**SELECTED TEXT**
-----

That route has never inspired me. Don't get me wrong it is definitely a good route but teetering up some grim grit style grove does not comply with the essence of cornice climbing for me.

Funnily enough there is a route to the right called Snatch that is apparently quite hard for the grade so I'm told, that is totaly technically grim too. I would have stayed clear of that as well if someone got it first.

That route like 4 doors do tend to feel the living end on first acquaintance and with thin sweaty skin on those sharp holds it is easy to start doubting the grade. It can come down to good body positions and conditions.
But yes, it is classic "Peak 8a+" with a hard clip/skip near the top.

By the way how's the start of K3 looking.
 
If it feels like 8b and climbs like 8b its 8b im taking 8b if i do it. If people want to sandbag them selves they are welcome to. K3 is dry
 
I have been told in the past that FDD is one of those things that feels 8b until you do it; when it feels not so bad. On the other hand it looks kind of similar to ouijaboard, which used to get 7c+, and seems harder than 8as on the cornice such as powerplant or unleashing
 
haydn jones said:
If it feels like 8b and climbs like 8b its 8b im taking 8b if i do it. If people want to sandbag them selves they are welcome to. K3 is dry

In that case I'll have 8b for Devonshire, 8a+ for Sissy and 7c+ for Free Monster. You have just got to accept sometimes the odd route may not suit you and 4 doors is just one of those routes that come together. Reserve judgement till the deed is done.

-----

**DATASET SECTION**
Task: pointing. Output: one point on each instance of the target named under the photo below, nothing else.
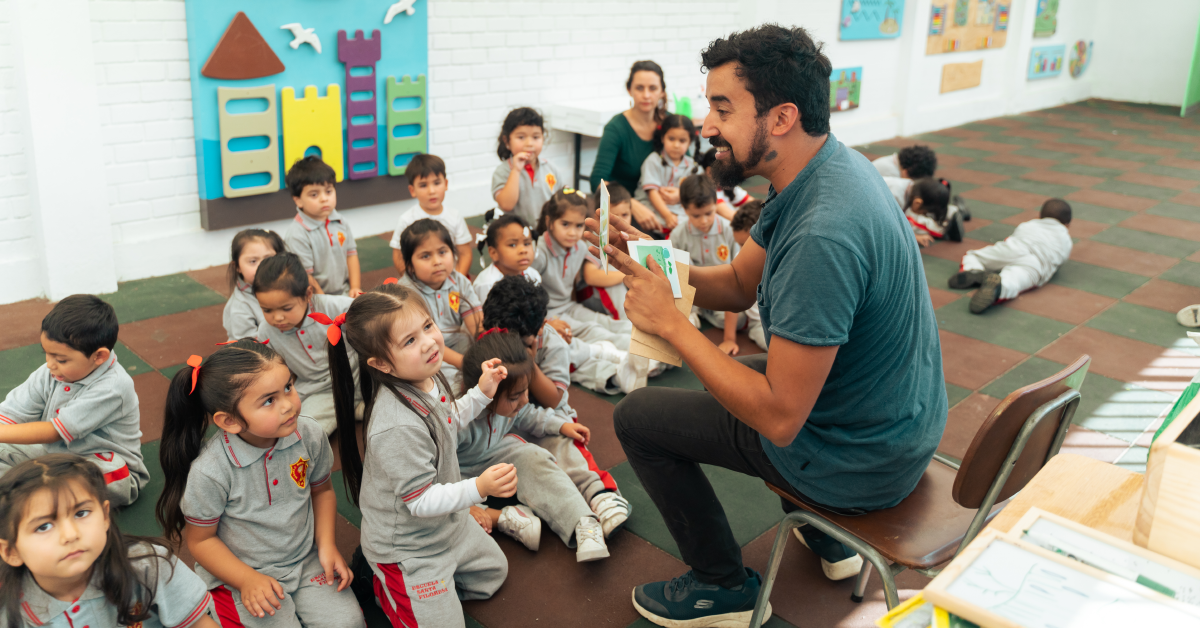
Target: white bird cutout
(401, 6)
(303, 35)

-----

**DIRECTIONS**
Please continue the forum thread about climbing route grades, picking up after its last post.

**RESULT OF THIS TASK**
 
I think sissy is 8a+ personally too. Devonshire i couldn't touch last year either was very surpriesed that didn't go in at 8b in the new guide.
 
I tried to argue the case on here a couple of years back but was dismist. They were all wads climbing well and operating at a much higher level so not too sure their opinion counts for much. When I was on my way up I dismissed K3 as piss 8a. Several years older wiser and weaker I realised that I was just like all the arrogant youngsters on 8a spraycards that log all there triumphs as "soft" " 2ND go " whatever that means?
42 now that's 8b+.Went in book as 8b but I sneaked it in to the graded list at 8b+. Unfortunately it's not in a climbable state currently.
 
Either way i ask for beta since i did find it so hard yesterday and was hoping that i am trying it wrong since it feels so much harder than any 8a+ I've done.
sequnce from the slot jugs.
RH gaston get LF high
LH roll over to good under cut. Feet up make awkward clip
RH to decentish gaston LF high pull in close to walll
LH to tiny undercut RF smear
RH then rolls over left to and undercut that i take like its a gaston this feels really awkward.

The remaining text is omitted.